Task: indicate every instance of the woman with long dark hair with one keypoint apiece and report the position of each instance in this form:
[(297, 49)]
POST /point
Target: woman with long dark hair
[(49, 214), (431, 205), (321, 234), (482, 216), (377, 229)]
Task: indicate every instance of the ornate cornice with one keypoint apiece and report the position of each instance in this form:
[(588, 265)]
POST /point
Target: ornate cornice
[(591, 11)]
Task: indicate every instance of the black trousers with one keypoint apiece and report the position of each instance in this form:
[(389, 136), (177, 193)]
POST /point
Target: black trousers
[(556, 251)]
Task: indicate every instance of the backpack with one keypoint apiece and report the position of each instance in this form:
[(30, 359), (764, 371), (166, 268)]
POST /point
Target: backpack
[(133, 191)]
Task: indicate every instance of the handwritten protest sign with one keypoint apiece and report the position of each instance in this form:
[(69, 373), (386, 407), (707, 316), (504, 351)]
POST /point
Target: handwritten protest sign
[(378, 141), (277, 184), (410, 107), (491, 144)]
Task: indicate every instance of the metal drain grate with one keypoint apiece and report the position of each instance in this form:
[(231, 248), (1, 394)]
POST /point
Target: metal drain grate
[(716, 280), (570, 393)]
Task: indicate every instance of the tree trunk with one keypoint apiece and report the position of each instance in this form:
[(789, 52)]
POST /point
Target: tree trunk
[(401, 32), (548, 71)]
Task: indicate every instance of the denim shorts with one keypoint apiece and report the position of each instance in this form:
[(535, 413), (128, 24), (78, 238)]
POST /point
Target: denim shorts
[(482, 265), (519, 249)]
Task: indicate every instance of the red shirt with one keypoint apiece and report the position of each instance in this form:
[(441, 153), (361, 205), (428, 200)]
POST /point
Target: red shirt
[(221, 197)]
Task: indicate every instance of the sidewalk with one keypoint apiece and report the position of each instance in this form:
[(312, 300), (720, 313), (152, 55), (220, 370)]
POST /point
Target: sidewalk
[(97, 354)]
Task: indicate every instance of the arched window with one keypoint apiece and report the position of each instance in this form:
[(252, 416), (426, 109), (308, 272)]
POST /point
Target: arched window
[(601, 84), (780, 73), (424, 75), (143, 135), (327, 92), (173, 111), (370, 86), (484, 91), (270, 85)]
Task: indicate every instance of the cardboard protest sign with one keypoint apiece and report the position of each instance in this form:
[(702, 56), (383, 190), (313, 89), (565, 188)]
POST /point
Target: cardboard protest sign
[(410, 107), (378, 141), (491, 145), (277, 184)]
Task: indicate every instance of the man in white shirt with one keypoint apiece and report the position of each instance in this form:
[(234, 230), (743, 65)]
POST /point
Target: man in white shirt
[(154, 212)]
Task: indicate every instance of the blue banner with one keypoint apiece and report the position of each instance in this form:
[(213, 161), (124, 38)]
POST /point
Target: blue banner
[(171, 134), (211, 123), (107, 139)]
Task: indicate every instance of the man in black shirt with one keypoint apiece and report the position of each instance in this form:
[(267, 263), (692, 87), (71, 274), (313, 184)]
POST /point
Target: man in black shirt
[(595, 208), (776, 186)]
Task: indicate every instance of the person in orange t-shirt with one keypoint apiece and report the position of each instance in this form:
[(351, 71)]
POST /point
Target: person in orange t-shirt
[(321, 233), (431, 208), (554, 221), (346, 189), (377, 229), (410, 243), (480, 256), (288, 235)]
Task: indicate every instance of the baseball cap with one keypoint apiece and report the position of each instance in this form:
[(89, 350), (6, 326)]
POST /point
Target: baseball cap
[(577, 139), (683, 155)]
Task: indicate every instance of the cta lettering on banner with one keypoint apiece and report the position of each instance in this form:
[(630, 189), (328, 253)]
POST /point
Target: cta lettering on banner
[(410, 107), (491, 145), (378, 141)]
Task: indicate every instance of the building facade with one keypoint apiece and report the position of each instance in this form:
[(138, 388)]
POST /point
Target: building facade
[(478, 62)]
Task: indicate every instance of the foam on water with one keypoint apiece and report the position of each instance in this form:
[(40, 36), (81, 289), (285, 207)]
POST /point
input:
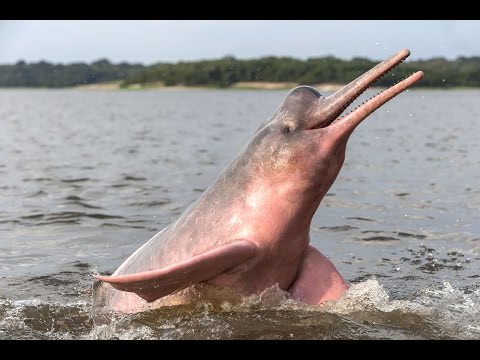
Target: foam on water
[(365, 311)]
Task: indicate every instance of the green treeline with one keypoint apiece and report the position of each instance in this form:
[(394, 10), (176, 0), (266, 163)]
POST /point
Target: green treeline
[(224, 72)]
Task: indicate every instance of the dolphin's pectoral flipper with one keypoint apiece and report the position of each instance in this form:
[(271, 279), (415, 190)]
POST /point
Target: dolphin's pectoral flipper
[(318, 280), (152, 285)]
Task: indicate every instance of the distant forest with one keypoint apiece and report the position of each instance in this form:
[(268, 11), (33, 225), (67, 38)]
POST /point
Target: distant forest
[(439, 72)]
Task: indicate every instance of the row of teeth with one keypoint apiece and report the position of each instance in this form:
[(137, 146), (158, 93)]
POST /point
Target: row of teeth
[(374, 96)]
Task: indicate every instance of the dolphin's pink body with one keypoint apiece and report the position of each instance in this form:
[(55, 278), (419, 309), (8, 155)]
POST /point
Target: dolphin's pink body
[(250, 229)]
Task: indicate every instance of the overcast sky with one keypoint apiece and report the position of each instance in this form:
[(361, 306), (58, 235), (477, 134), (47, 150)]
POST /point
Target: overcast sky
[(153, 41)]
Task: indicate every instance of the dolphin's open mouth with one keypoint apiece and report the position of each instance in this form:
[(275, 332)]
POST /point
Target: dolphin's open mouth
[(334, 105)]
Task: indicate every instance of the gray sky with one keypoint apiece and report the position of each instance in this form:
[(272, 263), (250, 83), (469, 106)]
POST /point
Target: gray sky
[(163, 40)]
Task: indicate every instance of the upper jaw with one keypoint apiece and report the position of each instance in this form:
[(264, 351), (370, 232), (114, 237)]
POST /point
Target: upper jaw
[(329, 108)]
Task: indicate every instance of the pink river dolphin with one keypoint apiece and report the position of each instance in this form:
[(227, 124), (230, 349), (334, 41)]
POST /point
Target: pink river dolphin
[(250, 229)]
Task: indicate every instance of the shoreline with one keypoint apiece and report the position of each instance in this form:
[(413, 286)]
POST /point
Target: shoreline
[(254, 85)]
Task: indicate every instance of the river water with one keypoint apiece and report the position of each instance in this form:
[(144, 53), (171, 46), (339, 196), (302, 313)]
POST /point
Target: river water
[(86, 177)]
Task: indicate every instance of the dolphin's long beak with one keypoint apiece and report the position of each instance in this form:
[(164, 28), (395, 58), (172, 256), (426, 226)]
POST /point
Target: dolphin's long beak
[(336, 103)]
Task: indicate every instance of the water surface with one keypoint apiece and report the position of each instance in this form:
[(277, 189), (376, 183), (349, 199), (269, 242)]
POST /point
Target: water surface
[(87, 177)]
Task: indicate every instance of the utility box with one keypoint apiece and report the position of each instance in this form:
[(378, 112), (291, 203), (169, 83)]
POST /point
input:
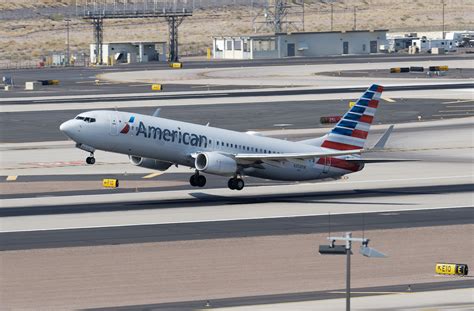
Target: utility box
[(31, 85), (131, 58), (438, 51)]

==

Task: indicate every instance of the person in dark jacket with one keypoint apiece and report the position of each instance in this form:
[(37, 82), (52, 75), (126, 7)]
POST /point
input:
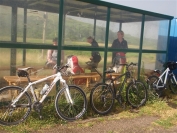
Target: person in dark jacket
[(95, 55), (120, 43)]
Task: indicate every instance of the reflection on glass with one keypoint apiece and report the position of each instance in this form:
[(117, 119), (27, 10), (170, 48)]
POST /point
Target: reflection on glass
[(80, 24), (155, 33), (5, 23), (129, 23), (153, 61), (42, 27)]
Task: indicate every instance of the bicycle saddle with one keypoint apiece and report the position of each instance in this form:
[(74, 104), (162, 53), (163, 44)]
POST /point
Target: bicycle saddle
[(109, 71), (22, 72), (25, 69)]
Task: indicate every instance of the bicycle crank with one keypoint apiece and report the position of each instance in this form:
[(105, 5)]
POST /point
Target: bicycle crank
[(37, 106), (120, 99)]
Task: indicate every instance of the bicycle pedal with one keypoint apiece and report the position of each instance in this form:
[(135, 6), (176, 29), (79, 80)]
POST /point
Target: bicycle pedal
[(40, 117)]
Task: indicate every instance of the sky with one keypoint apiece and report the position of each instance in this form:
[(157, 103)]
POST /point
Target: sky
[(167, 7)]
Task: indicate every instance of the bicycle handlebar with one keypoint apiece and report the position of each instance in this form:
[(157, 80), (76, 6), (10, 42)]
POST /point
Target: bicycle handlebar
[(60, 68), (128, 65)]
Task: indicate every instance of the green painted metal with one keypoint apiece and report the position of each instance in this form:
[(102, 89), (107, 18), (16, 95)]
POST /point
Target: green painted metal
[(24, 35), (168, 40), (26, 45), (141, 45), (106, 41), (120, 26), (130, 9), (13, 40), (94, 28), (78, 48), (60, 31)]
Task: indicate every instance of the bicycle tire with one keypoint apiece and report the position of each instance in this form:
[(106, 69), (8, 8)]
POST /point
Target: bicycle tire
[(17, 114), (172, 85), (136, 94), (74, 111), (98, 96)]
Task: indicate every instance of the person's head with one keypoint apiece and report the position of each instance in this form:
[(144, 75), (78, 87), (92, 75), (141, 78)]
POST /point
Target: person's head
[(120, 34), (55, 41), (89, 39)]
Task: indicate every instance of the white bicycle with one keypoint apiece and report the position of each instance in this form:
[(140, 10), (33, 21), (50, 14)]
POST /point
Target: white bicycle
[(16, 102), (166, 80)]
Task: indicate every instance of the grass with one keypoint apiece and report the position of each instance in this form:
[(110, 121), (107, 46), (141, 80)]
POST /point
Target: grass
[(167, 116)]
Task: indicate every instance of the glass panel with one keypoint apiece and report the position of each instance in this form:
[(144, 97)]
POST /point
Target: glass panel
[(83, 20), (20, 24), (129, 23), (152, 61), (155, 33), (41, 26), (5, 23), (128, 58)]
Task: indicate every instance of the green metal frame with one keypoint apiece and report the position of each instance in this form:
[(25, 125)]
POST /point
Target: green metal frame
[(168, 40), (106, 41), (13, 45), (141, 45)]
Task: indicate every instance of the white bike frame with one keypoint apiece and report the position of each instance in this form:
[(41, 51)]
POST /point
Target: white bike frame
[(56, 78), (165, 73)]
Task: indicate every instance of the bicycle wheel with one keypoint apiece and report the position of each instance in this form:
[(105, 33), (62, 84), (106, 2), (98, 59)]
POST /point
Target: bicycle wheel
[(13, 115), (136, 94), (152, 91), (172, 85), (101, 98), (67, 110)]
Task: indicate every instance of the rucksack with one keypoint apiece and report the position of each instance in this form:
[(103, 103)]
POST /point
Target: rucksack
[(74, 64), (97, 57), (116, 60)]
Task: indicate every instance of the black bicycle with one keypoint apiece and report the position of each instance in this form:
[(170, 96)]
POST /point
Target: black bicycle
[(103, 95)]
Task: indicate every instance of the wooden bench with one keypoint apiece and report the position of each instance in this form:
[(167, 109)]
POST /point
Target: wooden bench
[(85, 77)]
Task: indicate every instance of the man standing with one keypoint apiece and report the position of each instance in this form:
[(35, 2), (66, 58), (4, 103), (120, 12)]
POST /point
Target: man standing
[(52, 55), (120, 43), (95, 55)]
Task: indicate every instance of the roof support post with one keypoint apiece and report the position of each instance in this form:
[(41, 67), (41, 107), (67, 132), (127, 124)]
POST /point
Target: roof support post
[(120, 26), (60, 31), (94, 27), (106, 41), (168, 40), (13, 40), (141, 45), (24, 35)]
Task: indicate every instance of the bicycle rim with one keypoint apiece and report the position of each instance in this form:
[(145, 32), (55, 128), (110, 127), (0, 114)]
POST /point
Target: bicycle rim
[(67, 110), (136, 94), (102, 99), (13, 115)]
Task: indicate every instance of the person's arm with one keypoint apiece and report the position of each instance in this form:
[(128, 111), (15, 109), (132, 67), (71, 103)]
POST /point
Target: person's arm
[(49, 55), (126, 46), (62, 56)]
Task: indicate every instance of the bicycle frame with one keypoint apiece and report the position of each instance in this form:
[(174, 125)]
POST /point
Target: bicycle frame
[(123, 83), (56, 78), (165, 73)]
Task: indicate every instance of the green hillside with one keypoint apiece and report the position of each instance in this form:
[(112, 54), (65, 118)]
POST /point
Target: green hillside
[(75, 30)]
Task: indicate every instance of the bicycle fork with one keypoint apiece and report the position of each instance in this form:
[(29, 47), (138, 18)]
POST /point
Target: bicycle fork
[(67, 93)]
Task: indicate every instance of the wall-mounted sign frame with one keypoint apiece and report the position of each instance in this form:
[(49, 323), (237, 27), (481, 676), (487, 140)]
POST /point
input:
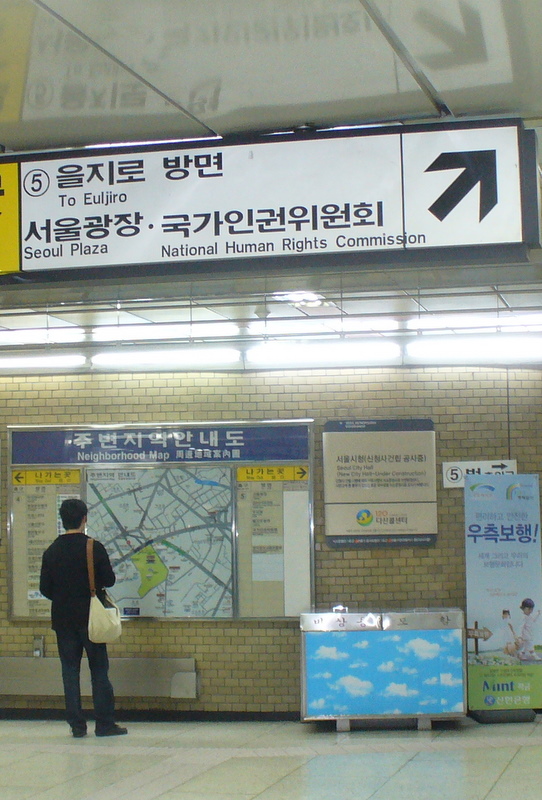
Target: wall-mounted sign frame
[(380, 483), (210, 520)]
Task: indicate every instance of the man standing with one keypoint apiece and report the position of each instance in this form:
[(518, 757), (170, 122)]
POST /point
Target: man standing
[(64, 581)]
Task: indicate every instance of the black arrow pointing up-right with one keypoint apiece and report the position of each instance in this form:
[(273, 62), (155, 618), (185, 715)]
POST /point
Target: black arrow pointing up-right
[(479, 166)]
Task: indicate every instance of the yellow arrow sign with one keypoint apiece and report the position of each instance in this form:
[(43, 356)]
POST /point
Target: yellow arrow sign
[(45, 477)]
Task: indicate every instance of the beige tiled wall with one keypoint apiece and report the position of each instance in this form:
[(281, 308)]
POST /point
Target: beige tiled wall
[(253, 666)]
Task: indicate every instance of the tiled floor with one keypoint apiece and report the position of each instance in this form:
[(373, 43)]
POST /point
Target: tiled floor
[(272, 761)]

:: Work instruction ::
Everything starting at the line containing "Task: indicate every instance of the woman" and ending at the line containing "[(252, 416), (426, 109), (308, 272)]" in the records above should be repeated exactly, and only that.

:: Solution for this problem ::
Task: indicate every instance of the woman with long dark hair with one keypoint apiece and report the position of each instance in this form:
[(297, 49)]
POST /point
Target: woman with long dark hair
[(49, 214), (431, 205), (321, 234), (482, 216), (377, 229)]
Task: indicate every instance of the ornate cornice with one keypoint apiece and report the position of each instance in this form:
[(588, 265)]
POST /point
Target: ornate cornice
[(591, 11)]
Task: indicate every instance of the black trousers with one keypoint apiece and report the position of each instance in this form:
[(389, 136), (177, 193)]
POST /point
Target: black trousers
[(556, 251)]
Task: indicate every instance of the backpack with one keypoint apiece and report the position of each instance in this form:
[(30, 359), (764, 371), (166, 268)]
POST /point
Target: backpack
[(133, 191)]
Task: indicate every instance of the handwritten protest sign with one keypoint apiece and report the position of each instance in this form:
[(69, 373), (386, 407), (707, 316), (504, 351)]
POST /point
Target: handwritten protest sign
[(378, 141), (277, 184), (410, 107), (491, 144)]
Task: indicate every instance of the metal drain grate with one keypoint apiece and report the position of each instance in this form:
[(231, 248), (1, 394)]
POST /point
Target: metal drain grate
[(716, 280), (570, 393)]
Task: indicate every instance of the tree trunk with one keypoint apiece and report the position of each instance in this form:
[(789, 52)]
POST /point
Target: tree trunk
[(401, 32), (548, 71)]
Task: indicate every instance of the denim shorts with one keypoint apiece and report the position of each instance in this form:
[(535, 413), (128, 24), (78, 238)]
POST /point
Target: denim shorts
[(482, 265), (519, 249)]
Task: indicate every instance of the red shirt with one keypoint apiece and report the position of each instance in this form:
[(441, 153), (361, 205), (428, 200)]
POST /point
Target: red shirt
[(221, 197)]
Task: indicate every instance of the sidewalk with one keypoint apiece and report the position of each instance in this form:
[(312, 300), (720, 313), (152, 55), (220, 370)]
POST /point
Target: sidewalk
[(97, 354)]
Task: indicate every instance of the arched window with one keypoint apiece and report the position of each instance in this form:
[(252, 416), (426, 109), (308, 272)]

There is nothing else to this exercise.